The memory cell MC includes a diode DI and a variable resistance element VR connected in series. The diode DI functions as a selection element for allowing a desired current to flow only in a selected memory cell MC.

The variable resistance element VR can be repeatedly changed between a low-resistance state and a high-resistance state by application of a voltage or supply of a current. The memory cell MC stores data in a nonvolatile manner based on a resistance value of these two states. One side of the diode DI is connected electrically to the word line WL, and the other side of the diode DI is connected electrically to one end of the variable resistance element VR. The other end of the variable resistance element VR is connected electrically to the bit line BL.

The word line drive circuit 20b applies to the word line WL a voltage required for erase of data stored in the memory cell MC, write of data to the memory cell MC, and read of data from the memory cell MC. Moreover, the word line drive circuit 20b supplies to the word line WL a current required in erase of data, write of data, and read of data.

The bit line drive circuit 30b applies to the bit line BL a voltage required for erase of data stored in the memory cell MC, write of data to the memory cell MC, and read of data from the memory cell MC. Moreover, the bit line drive circuit 30b supplies to the bit line BL a current required in erase of data, write of data, and read of data. In addition, the bit line drive circuit 30b outputs data read via the bit line BL to external.

[Stacking Structure]

Next, a stacking structure of the memory cell array 10 is described with reference to FIGS. 2˜3. FIGS. 2˜3 are schematic perspective views showing stacking structures of the memory cell array 10.
◆ ◆ ◆
Transcribe the resistive memory excerpt word for word, starting with "The bit line drive circuit 30b applies" and going on through "BL to external.".
◆ ◆ ◆
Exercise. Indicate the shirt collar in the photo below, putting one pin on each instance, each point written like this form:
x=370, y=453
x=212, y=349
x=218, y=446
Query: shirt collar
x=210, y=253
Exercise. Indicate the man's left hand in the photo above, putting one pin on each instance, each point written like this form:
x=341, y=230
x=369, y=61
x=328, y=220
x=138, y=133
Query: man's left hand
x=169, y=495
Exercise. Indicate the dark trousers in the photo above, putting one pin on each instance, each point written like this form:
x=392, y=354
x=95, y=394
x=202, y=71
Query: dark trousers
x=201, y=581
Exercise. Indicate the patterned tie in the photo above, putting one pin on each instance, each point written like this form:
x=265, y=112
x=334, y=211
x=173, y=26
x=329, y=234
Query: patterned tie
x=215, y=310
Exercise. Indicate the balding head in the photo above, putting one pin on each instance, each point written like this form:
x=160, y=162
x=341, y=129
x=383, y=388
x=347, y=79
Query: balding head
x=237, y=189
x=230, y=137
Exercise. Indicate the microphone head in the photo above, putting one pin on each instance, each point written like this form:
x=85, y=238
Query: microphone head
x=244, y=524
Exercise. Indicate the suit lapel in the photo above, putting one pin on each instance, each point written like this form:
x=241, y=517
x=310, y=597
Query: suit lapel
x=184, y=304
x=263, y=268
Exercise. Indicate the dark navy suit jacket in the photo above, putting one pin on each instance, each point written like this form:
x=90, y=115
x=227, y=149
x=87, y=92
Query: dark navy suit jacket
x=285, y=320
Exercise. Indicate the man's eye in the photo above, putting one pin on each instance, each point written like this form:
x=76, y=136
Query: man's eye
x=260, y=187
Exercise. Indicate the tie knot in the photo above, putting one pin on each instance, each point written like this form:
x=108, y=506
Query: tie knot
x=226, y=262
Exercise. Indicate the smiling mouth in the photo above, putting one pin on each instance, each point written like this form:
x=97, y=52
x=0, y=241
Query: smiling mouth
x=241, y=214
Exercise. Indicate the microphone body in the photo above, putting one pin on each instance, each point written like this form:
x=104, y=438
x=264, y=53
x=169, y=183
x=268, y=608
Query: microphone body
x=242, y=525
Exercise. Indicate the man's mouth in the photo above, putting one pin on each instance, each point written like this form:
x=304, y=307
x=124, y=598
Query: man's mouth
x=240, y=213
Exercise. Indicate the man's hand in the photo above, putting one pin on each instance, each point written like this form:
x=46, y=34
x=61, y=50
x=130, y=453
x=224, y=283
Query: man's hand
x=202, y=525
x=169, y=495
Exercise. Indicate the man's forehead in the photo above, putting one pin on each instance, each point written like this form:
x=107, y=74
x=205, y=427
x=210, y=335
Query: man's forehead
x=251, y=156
◆ ◆ ◆
## FINAL RESULT
The bit line drive circuit 30b applies to the bit line BL a voltage required for erase of data stored in the memory cell MC, write of data to the memory cell MC, and read of data from the memory cell MC. Moreover, the bit line drive circuit 30b supplies to the bit line BL a current required in erase of data, write of data, and read of data. In addition, the bit line drive circuit 30b outputs data read via the bit line BL to external.